-- Extract to read start --

# how cute......



## frags (Feb 5, 2009)

Frenchies at 3 weeks old :001_tt2:


----------



## frags (Feb 5, 2009)

oh and heres a sticky up eared bun lol


----------



## LittleFluff (Jun 5, 2008)

Awww they are so cute I love their little ears!


----------



## Badger's Mum (Mar 23, 2009)

I want your baby's


----------



## kelseye (Aug 16, 2009)

lol iwant your babys to lol


----------



## AmyCruick (Jul 20, 2009)

Awww frags they are so sweeeet!!  I love the little sticky up eared one just for being different! he he!


----------



## Badger's Mum (Mar 23, 2009)

AmyCruick said:


> Awww frags they are so sweeeet!!  I love the little sticky up eared one just for being different! he he!


Lol i think that's the one i'm having


----------



## Kammie (Apr 4, 2009)

I want the sticky up eared one, Is it female? If so can I have her? I am looking for a friend for George afterall.


----------



## umber (Feb 15, 2009)

I want your babies 3!


----------



## frags (Feb 5, 2009)

the sticky up eared 1 is a broken/butterfly opal same as mummy im unsure of the sex but i have 2 of those colours 
chris are you still interested in buns?


----------



## frags (Feb 5, 2009)

wow you all want my babies  lol i have 4 human babies if anyone wants them?


----------



## Kammie (Apr 4, 2009)

Bids for Frags' human babies start at £10...Begin...Anyone...No one, sorry Frags it seems you may have to keep them.


----------



## frags (Feb 5, 2009)

Kammie said:


> Bids for Frags' human babies start at £10...Begin...Anyone...No one, sorry Frags it seems you may have to keep them.


 dam!!!


----------



## frags (Feb 5, 2009)

just been out and 1 looks like a buck and the other looks like a doe but this could be an undeveloped penis will be easier to tell in 3 weeks time.


----------



## Kammie (Apr 4, 2009)

Come on be a girly.


----------



## HayleyD (Aug 18, 2009)

They are adorable! Do you find it difficult to part with them?


----------



## frags (Feb 5, 2009)

HayleyD said:


> They are adorable! Do you find it difficult to part with them?


by the time they become 8-10 weeks old ive had enough and glad to see them go  they also eat me out of house and home!!
although this time i have 3 faves so it could be hard, i like the opal the isabella and the blue ut:


----------



## Kammie (Apr 4, 2009)

The blue is mine!


----------



## vet-2-b (Sep 25, 2008)

there gourges my old rabbit was blue mini lop looked excacly like yours


----------



## frags (Feb 5, 2009)

Kammie said:


> The blue is mine!


Maximus is marcs  and its a buck :001_tt2:


----------



## frags (Feb 5, 2009)

-- Extract to read end --

State whether each claim agrees with the forum thread, answering yes or no and quoting the words that decide it: (a) The rabbit with sticky-up ears has the same coloring as its mother. (b) The sex of the rabbit with sticky-up ears is known to be female. (c) Parting with the young rabbits at 8 to 10 weeks old is usually hard for their owner. The data have no connection to the forum thread.

-- Data lines start --

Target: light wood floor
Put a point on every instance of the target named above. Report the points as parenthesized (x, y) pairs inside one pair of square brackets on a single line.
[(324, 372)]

-- Data lines end --

The solution —
(a) Yes: "the sticky up eared 1 is a broken/butterfly opal same as mummy"
(b) No: "im unsure of the sex"
(c) No: "by the time they become 8-10 weeks old ive had enough and glad to see them go"